-- EXERCISE MATERIAL follows --

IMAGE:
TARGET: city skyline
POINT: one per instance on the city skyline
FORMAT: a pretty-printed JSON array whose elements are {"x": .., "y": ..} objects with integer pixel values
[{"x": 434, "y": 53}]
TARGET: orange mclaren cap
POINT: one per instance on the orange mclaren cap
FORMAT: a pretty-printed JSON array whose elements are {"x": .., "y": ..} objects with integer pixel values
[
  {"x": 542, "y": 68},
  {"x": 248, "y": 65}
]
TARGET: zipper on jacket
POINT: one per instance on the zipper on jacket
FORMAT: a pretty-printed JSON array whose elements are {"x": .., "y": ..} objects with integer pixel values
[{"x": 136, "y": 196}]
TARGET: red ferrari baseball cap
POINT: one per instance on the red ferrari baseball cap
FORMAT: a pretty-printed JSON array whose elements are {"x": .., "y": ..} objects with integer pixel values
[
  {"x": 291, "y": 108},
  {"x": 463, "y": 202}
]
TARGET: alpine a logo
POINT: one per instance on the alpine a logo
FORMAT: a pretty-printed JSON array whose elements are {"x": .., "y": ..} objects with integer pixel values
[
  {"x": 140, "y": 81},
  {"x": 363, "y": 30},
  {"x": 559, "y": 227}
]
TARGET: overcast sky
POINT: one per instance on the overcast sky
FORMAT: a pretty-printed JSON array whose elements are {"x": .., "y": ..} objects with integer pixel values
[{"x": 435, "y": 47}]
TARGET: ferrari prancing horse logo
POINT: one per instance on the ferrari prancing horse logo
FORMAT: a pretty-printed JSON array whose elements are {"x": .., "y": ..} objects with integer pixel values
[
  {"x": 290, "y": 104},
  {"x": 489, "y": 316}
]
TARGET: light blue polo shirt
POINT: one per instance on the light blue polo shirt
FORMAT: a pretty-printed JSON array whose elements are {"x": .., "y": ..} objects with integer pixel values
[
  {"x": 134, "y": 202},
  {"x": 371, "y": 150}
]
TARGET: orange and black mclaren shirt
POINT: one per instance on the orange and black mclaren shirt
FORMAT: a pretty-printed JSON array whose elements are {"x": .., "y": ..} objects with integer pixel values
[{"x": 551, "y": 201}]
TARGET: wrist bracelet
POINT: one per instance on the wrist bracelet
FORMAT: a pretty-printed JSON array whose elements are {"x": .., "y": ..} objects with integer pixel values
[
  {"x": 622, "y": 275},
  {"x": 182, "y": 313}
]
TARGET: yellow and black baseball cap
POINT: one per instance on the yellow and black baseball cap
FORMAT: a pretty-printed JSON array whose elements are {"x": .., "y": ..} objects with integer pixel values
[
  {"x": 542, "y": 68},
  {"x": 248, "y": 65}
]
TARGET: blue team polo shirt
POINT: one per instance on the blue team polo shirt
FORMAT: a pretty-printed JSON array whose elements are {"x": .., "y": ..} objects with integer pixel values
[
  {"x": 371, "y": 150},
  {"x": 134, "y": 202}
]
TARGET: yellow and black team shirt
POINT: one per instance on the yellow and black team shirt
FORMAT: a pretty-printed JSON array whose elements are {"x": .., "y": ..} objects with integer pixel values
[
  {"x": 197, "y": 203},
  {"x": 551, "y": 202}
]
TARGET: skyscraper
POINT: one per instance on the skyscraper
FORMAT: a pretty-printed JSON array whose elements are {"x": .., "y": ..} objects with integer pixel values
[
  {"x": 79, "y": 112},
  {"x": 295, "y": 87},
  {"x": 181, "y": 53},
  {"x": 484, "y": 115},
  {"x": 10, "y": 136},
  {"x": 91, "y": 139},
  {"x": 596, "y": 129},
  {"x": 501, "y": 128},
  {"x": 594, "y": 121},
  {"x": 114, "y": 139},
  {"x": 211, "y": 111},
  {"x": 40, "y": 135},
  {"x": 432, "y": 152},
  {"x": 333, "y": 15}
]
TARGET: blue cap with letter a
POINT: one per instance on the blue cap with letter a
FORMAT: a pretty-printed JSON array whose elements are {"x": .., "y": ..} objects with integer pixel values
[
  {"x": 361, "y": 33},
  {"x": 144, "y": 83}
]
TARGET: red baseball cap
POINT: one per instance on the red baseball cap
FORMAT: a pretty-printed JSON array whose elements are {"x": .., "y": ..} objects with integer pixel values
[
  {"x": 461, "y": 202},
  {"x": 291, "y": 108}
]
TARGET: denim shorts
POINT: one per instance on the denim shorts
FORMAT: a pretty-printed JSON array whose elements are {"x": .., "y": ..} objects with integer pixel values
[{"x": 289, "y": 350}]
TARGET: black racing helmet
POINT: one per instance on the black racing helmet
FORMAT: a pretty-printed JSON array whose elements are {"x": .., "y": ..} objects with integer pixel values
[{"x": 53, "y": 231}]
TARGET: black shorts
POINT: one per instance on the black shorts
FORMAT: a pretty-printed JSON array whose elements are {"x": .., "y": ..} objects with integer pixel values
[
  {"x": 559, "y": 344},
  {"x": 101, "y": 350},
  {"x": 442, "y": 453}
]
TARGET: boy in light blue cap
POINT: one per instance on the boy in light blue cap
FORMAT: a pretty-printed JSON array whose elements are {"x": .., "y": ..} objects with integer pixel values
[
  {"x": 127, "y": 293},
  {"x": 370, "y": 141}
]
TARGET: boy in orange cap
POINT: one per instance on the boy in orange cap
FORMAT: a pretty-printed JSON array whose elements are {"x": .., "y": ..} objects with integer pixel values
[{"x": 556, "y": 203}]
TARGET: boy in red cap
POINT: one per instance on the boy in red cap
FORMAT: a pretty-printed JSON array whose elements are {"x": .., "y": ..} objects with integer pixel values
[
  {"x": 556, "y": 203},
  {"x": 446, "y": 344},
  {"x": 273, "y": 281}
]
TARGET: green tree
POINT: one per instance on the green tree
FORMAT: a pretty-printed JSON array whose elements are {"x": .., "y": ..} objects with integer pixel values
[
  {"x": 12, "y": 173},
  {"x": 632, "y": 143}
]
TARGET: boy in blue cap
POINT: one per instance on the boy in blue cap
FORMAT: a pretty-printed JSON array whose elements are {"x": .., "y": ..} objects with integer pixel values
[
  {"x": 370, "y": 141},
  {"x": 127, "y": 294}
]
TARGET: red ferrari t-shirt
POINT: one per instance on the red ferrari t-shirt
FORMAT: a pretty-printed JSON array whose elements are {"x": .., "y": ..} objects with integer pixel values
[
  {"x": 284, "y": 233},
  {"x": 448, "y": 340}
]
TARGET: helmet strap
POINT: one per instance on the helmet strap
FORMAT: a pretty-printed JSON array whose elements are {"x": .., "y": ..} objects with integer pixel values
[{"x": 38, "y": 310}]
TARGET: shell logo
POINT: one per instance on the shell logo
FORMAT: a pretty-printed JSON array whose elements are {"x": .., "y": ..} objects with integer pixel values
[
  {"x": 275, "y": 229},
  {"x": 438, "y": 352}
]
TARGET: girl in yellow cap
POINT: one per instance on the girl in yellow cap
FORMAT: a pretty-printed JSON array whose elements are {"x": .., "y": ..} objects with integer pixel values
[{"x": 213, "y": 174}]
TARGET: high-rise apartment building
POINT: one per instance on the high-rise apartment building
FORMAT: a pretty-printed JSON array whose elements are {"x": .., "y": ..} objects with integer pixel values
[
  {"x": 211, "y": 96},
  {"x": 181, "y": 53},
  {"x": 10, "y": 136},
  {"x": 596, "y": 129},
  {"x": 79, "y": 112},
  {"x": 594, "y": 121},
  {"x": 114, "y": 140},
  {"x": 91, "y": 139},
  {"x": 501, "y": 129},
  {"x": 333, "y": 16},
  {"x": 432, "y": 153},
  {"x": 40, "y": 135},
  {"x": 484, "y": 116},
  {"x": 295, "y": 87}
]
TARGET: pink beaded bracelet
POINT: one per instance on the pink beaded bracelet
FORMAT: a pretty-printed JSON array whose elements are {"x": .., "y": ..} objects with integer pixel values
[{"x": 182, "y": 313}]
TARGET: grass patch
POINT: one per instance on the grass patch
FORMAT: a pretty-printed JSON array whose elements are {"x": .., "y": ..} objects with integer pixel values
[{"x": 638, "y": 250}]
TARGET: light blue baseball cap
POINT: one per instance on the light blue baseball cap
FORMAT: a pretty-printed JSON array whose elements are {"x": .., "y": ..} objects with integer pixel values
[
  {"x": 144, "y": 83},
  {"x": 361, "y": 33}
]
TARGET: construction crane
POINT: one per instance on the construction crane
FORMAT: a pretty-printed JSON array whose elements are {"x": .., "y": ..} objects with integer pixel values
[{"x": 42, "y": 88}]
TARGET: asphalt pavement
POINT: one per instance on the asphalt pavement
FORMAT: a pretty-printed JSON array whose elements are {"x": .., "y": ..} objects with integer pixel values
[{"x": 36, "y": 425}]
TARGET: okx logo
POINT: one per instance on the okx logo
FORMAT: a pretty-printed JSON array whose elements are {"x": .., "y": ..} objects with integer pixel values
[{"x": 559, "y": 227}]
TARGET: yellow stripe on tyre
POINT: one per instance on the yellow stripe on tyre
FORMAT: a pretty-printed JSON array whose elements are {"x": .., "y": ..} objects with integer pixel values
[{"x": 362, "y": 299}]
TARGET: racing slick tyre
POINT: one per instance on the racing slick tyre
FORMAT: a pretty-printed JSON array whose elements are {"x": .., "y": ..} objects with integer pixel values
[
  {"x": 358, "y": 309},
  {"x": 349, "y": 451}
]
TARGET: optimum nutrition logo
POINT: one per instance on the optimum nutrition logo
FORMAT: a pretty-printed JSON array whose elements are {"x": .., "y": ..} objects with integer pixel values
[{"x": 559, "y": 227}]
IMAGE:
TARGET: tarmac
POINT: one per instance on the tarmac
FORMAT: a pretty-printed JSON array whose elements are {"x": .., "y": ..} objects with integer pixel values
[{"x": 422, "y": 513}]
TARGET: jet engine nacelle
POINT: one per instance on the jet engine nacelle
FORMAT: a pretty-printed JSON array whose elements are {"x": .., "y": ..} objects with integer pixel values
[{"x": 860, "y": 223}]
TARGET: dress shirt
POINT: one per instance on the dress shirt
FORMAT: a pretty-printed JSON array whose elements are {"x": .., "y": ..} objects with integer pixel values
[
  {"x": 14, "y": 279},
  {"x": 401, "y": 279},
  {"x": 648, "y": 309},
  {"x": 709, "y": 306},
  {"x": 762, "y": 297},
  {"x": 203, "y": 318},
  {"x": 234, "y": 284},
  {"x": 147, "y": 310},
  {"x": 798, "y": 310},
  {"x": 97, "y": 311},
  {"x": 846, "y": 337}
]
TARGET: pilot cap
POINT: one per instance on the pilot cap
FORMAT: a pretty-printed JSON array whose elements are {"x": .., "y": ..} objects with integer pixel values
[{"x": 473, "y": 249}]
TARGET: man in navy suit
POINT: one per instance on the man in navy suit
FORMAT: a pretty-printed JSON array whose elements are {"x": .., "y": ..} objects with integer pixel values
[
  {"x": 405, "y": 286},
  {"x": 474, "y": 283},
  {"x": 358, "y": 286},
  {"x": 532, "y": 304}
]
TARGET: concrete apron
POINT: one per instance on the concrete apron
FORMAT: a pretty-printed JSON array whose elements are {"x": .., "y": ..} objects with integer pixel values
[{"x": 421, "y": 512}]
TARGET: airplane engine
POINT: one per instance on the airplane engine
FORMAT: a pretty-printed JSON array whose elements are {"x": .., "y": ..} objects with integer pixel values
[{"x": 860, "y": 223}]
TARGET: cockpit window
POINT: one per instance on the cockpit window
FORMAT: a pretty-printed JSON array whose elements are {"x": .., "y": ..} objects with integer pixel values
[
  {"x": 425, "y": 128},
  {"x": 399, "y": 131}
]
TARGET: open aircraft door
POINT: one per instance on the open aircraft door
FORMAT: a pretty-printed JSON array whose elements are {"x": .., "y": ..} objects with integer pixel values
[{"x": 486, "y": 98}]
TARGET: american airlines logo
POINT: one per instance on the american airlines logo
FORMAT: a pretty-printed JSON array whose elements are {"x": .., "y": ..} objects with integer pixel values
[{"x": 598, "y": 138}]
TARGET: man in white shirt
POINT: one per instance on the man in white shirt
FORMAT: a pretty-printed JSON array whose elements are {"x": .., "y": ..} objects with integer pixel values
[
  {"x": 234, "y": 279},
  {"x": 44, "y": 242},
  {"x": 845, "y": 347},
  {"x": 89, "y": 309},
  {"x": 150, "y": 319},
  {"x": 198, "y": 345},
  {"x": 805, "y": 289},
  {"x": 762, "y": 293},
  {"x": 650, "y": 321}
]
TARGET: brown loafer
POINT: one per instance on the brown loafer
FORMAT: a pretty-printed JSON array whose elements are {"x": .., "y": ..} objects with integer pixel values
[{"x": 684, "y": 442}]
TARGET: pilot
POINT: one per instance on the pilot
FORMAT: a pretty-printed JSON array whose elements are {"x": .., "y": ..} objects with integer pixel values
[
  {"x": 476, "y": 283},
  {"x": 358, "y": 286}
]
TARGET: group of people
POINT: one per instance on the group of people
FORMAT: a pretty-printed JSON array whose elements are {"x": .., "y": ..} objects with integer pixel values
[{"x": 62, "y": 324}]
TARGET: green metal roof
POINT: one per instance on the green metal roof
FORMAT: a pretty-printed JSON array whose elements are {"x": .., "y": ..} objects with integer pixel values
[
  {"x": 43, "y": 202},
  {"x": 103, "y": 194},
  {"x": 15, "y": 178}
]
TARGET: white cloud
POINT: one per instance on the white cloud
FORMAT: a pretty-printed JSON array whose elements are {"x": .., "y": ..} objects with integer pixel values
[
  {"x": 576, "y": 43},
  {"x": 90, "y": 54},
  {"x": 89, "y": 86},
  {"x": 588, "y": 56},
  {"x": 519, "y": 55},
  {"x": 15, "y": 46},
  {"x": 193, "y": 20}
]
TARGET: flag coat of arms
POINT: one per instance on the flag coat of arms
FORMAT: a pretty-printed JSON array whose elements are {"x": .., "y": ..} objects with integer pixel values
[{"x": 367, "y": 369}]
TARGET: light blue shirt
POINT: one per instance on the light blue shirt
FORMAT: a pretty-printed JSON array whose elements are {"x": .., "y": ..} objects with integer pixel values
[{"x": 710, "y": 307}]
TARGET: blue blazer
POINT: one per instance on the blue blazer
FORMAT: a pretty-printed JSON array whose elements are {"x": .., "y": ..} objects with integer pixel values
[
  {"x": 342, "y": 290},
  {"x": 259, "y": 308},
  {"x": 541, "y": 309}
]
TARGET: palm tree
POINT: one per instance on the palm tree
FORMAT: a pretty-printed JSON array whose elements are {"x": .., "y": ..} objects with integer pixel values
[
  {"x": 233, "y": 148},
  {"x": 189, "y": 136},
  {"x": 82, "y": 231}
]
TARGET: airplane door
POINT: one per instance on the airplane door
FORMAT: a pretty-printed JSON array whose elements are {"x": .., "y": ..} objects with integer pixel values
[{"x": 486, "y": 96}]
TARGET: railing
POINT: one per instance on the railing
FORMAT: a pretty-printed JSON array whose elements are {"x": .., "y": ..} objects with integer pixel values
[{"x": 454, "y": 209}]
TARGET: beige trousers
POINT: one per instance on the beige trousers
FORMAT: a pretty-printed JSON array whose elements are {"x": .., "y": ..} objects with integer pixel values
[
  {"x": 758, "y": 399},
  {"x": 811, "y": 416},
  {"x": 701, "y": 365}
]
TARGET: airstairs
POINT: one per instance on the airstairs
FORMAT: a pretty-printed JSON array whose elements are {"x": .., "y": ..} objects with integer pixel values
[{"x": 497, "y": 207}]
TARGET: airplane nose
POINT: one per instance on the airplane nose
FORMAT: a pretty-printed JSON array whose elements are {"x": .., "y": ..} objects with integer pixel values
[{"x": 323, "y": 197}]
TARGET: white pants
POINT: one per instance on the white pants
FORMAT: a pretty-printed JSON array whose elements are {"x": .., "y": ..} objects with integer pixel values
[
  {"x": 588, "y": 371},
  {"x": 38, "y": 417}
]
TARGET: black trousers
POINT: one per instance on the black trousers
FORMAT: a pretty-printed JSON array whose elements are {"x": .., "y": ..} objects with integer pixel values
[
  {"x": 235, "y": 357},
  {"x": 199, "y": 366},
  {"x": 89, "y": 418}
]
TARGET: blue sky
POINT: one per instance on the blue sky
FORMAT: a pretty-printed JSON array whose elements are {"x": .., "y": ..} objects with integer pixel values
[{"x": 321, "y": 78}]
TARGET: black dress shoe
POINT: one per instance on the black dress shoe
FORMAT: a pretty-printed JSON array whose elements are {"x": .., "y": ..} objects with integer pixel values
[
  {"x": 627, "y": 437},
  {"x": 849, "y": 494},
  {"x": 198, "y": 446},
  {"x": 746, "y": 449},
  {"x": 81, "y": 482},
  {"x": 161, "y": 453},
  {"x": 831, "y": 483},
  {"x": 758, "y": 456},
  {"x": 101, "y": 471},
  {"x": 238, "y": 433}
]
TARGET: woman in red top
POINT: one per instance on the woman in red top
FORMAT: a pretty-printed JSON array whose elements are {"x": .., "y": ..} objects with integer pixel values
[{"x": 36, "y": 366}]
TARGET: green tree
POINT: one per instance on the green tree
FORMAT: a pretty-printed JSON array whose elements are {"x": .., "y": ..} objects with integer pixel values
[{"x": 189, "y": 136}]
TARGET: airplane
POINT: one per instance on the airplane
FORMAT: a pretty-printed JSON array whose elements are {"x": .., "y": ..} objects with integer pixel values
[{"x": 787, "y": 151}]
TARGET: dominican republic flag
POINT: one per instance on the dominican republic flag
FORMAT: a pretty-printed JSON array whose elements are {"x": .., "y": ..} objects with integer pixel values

-- EXERCISE MATERIAL concluded --

*WHAT YOU HAVE TO DO*. Restate the data verbatim through the "POINT: one per instance on the alpine a logo" line.

*ANSWER AREA*.
IMAGE:
TARGET: city skyline
POINT: one per instance on the city skyline
FORMAT: a pretty-printed JSON array whose elements are {"x": .., "y": ..} objects with integer pixel values
[{"x": 434, "y": 53}]
TARGET: orange mclaren cap
POINT: one per instance on the orange mclaren cap
FORMAT: a pretty-printed JSON array whose elements are {"x": .., "y": ..} objects with integer pixel values
[
  {"x": 542, "y": 68},
  {"x": 248, "y": 65}
]
TARGET: zipper on jacket
POINT: one per instance on the zipper on jacket
FORMAT: a pretty-printed JSON array whose elements are {"x": .., "y": ..} objects with integer pixel values
[{"x": 136, "y": 196}]
TARGET: red ferrari baseball cap
POINT: one per instance on the red ferrari baseball cap
FORMAT: a pretty-printed JSON array whose elements are {"x": .., "y": ..} objects with integer pixel values
[
  {"x": 291, "y": 108},
  {"x": 463, "y": 202}
]
TARGET: alpine a logo
POINT: one per instance on the alpine a logo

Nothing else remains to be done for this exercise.